WHAT YOU HAVE TO DO — Please reproduce the listing below, starting with the line containing "Where can you see the snow-covered ground" and going on through the end of the listing, keeping the request lines and scaling every coordinate in the answers by 2.6, rounded to whole numbers with halves rounded up. Return only those lines.

begin

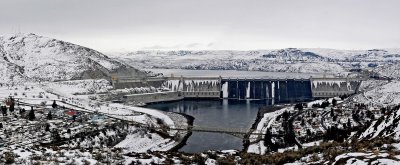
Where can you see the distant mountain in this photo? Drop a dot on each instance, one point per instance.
(281, 60)
(33, 57)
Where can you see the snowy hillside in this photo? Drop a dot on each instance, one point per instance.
(383, 94)
(282, 60)
(34, 57)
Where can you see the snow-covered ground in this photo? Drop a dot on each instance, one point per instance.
(379, 93)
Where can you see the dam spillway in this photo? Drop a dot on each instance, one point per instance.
(282, 90)
(287, 90)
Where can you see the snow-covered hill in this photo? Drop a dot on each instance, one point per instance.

end

ANSWER TO THIS EXERCISE —
Where can you see the snow-covered ground in this photo? Drop a dot on each instance, one point per instance.
(985, 242)
Where can you see the dam spillway in this photo? Drop a dot on each instance, one point per instance.
(733, 234)
(746, 234)
Where can you see the snow-covered hill in this photo? Drop a dot on each instance, one point per instance.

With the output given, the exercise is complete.